┌──

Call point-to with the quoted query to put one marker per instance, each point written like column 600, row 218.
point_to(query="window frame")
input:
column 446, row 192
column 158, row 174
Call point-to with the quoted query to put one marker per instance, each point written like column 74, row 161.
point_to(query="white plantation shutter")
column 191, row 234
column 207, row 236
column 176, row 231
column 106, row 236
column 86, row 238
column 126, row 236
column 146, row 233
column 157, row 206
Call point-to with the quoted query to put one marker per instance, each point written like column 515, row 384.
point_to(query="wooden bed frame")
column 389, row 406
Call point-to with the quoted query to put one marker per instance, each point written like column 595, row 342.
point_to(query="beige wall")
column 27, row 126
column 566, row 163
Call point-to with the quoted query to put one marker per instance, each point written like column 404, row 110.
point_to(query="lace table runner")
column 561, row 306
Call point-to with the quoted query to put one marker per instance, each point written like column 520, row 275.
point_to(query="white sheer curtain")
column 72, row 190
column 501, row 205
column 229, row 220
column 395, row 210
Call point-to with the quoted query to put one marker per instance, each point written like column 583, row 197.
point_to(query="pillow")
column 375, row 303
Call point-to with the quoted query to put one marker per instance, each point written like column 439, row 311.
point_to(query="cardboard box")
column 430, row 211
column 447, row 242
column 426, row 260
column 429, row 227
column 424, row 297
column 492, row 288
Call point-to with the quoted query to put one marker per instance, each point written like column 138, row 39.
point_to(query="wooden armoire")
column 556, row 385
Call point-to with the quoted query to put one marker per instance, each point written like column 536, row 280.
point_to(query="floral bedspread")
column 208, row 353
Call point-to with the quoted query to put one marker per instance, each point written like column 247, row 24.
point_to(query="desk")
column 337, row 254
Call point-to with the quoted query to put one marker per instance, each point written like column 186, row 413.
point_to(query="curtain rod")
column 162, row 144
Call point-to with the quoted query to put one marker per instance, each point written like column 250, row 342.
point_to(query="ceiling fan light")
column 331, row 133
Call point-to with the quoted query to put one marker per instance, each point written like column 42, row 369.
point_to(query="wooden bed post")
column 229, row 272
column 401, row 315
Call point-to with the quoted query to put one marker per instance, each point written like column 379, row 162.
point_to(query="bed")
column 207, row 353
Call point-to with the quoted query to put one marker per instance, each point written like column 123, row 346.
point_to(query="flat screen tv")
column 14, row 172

└──

- **Instructions for the task**
Restate the data above in full, keeping every word as it is.

- **Worked solution**
Call point-to with the quoted query to put one marker per instance, each point written like column 600, row 218.
point_to(query="window frame")
input:
column 446, row 192
column 158, row 174
Call point-to with the quoted query to put one marker per instance, each point written like column 74, row 161.
point_to(query="white plantation shutter")
column 191, row 234
column 207, row 236
column 176, row 231
column 106, row 236
column 86, row 238
column 126, row 236
column 146, row 233
column 157, row 206
Call point-to with the quoted query to put one marker per instance, each point written like column 515, row 384.
point_to(query="wooden bed frame")
column 389, row 406
Call point-to with the quoted query to put one marker per instance, each point written like column 595, row 342.
point_to(query="beige wall")
column 27, row 126
column 566, row 163
Call point-to with the quoted query to put one marker per instance, each point written like column 404, row 110.
point_to(query="lace table runner")
column 561, row 306
Call point-to with the quoted query to put one marker per instance, each point written like column 520, row 275.
point_to(query="white sheer curtain")
column 72, row 190
column 501, row 205
column 229, row 220
column 395, row 210
Call point-to with the quoted query to put one marker per instance, each point written like column 583, row 197.
point_to(query="pillow")
column 375, row 303
Call point-to with the quoted query to put one marker per instance, each point written like column 439, row 311.
point_to(query="cardboard box")
column 430, row 211
column 447, row 242
column 426, row 260
column 429, row 227
column 424, row 297
column 492, row 288
Call point-to with the quoted query to put one marker per instance, each point written like column 138, row 39.
point_to(query="wooden armoire")
column 556, row 385
Call point-to with the quoted query to put one marker per instance, each point written like column 536, row 280.
point_to(query="floral bedspread")
column 208, row 353
Call point-to with the quoted query to put one marker per instance, each point written like column 247, row 24.
point_to(query="desk")
column 337, row 254
Call point-to with the quoted query to put one marker per instance, each point written like column 186, row 413.
point_to(query="curtain rod")
column 162, row 144
Call point-to with the quoted query to put one marker per instance, each point written like column 250, row 342.
point_to(query="ceiling fan light")
column 331, row 133
Call point-to with the quoted query to put one marker per instance, each point written like column 42, row 369.
point_to(query="wooden bed post")
column 229, row 272
column 401, row 315
Call point-to with the quoted query to put one marker per instance, each point written like column 379, row 162.
point_to(query="bed")
column 207, row 353
Call point-to with the quoted query to put one marker per instance, each point written like column 123, row 346.
point_to(query="flat screen tv")
column 14, row 172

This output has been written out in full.